● **Exercise input**:
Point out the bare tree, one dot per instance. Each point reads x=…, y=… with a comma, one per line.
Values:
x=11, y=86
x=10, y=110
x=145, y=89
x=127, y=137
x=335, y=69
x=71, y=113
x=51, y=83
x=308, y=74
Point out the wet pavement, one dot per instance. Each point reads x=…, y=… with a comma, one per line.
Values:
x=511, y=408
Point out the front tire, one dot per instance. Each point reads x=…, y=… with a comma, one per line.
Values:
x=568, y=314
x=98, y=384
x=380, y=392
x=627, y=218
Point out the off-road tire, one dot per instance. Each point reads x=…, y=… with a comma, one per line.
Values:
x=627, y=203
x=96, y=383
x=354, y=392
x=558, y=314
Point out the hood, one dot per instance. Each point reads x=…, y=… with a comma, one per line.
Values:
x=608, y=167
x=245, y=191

---

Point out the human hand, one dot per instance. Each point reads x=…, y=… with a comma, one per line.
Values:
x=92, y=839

● **What is expected**: Compute how many lines of the records above hold the string "tire". Give the number with no other output.

● **Finished task**: 2